--- START OF DATA FOR THE TASK ---
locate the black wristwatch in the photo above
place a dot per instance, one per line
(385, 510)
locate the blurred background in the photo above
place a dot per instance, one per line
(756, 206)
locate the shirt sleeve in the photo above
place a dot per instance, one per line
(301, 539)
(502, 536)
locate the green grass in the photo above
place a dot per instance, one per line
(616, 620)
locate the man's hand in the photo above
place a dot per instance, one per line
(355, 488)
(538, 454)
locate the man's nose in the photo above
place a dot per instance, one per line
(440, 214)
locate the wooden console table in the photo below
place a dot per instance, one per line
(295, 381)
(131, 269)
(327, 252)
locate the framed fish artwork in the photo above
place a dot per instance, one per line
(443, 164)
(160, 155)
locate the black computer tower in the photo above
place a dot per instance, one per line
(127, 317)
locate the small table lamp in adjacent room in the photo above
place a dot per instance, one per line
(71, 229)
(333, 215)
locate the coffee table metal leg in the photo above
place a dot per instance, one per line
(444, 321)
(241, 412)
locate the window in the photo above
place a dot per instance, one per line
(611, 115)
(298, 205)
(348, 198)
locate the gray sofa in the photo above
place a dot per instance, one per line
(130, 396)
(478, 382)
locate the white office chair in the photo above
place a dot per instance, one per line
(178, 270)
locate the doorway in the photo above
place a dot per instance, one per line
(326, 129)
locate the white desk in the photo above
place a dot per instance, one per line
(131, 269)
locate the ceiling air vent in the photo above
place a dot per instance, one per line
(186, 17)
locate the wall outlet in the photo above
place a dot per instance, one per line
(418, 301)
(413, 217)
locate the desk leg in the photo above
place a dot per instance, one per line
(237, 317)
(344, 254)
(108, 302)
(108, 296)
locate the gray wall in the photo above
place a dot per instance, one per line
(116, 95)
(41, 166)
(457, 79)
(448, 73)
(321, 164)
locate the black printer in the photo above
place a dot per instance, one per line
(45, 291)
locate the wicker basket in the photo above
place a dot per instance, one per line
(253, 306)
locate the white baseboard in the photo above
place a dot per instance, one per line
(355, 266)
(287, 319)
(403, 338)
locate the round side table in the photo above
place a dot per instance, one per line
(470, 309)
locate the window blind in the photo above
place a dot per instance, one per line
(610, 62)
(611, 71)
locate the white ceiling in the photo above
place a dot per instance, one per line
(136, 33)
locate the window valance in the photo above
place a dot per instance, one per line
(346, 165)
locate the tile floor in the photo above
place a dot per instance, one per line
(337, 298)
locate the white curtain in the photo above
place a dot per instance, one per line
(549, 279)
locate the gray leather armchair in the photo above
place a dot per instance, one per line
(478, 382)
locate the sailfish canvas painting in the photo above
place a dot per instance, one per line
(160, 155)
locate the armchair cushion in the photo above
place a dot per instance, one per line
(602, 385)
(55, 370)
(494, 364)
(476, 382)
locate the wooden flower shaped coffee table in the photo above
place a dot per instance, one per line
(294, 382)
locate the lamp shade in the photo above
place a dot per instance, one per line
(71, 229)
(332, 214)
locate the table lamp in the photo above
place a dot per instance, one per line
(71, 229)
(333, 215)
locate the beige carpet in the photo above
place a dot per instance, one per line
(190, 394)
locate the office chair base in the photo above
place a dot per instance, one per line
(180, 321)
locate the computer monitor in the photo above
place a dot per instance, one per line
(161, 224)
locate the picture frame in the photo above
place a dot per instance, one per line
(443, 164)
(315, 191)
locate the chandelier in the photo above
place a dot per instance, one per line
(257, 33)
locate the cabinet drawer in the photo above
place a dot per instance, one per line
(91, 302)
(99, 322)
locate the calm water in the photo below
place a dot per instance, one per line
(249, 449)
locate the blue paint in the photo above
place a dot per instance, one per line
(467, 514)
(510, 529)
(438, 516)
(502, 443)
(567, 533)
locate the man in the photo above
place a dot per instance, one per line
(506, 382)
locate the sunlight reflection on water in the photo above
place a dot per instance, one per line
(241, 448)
--- END OF DATA FOR THE TASK ---
◆ SHORT TASK ◆
Print the lines above again without changing anything.

◆ OUTPUT FOR THIS EXERCISE ◆
locate the black wristwatch in the photo above
place a dot per instance, one per line
(385, 510)
locate the blurred background in the photo above
place a dot per instance, one per line
(756, 206)
locate the shirt sleeve in the photo above
place a dot per instance, one per line
(301, 539)
(502, 536)
locate the green grass in the photo above
place a dot per instance, one per line
(616, 620)
locate the man's hand in the photo above
place a dot per instance, one per line
(355, 488)
(538, 454)
locate the man's nose in the photo above
place a dot per instance, one per line
(440, 214)
locate the wooden console table in the photo below
place a dot per instance, one per line
(295, 381)
(131, 269)
(327, 252)
locate the framed fish artwork in the photo above
place a dot per instance, one per line
(443, 164)
(160, 155)
locate the black computer tower in the photo above
place a dot per instance, one per line
(127, 317)
locate the small table lamp in adjacent room in the photo above
place a dot per instance, one per line
(71, 229)
(333, 215)
locate the coffee table metal leg in the photo above
place a dot per instance, one per line
(444, 321)
(241, 412)
locate the window in the photo above
place a dot per instance, one per line
(611, 115)
(298, 205)
(348, 198)
locate the gray sofa in the photo above
place a dot per instance, one per line
(130, 396)
(478, 382)
locate the white office chair in the photo above
place a dot per instance, one per line
(178, 270)
locate the doorway in the photo above
place a dot per instance, one per line
(326, 129)
locate the white desk in the photo above
place a dot per instance, one per line
(131, 269)
locate the ceiling air vent in the photo above
place a dot per instance, one per line
(186, 17)
locate the wall outlet in the photo above
place a dot per instance, one per line
(418, 301)
(413, 217)
locate the desk leg in the photo above
place a dot per instance, one per line
(237, 317)
(344, 254)
(108, 302)
(108, 296)
locate the gray wall in the photo above
place a dot per instance, one per line
(116, 95)
(41, 166)
(457, 79)
(448, 73)
(321, 164)
locate the black printer in the photo above
place a dot per instance, one per line
(45, 291)
locate the wicker basket in the photo above
place a dot per instance, one per line
(253, 306)
locate the white baseboard in the photo above
place a dot per instance, one per line
(355, 266)
(287, 319)
(403, 338)
locate the round side table in the photo above
place a dot per instance, one per line
(470, 309)
locate the window blind in the photo above
place a dot per instance, one per line
(610, 62)
(611, 71)
locate the white ceiling in the photo above
place a dot per instance, one per line
(136, 33)
locate the window valance in the photo above
place a dot per instance, one per line
(346, 165)
locate the tile floor in the photo above
place a dot per instance, one per line
(337, 298)
locate the white curtain in the photo above
place a dot per instance, one per line
(549, 279)
locate the gray leather armchair in the photo above
place a dot per instance, one per line
(478, 382)
locate the sailfish canvas painting in the photo above
place a dot per instance, one per line
(160, 155)
locate the armchair cushion in the photo above
place a dot per instance, one per line
(602, 385)
(55, 370)
(494, 364)
(476, 382)
locate the wooden flower shaped coffee table in the photo above
place a dot per instance, one per line
(294, 382)
locate the lamp shade in the photo above
place a dot per instance, one per line
(71, 229)
(332, 214)
locate the table lamp in the photo above
place a dot per instance, one per line
(71, 229)
(333, 215)
locate the beige carpet in the photo above
place a dot per instance, one per line
(190, 394)
locate the office chair base in the photo above
place a dot per instance, one per line
(180, 321)
locate the computer monitor in the photo above
place a dot per instance, one per line
(161, 224)
locate the picture frame in the photo above
place a dot per instance, one per line
(443, 164)
(315, 191)
locate the chandelier in the photo above
place a dot per instance, one per line
(257, 33)
locate the cabinet drawer in the photo above
place a dot per instance, one per line
(91, 302)
(99, 322)
locate the calm water in the photo below
place a dot per instance, one per line
(249, 449)
locate the blue paint in the photo above
place a dot per instance, one per line
(467, 514)
(510, 529)
(438, 516)
(502, 443)
(567, 533)
locate the man in the photo above
place a dot per instance, one per line
(506, 382)
locate the sunlight reflection on water in the photo above
place a dot per instance, one per line
(241, 448)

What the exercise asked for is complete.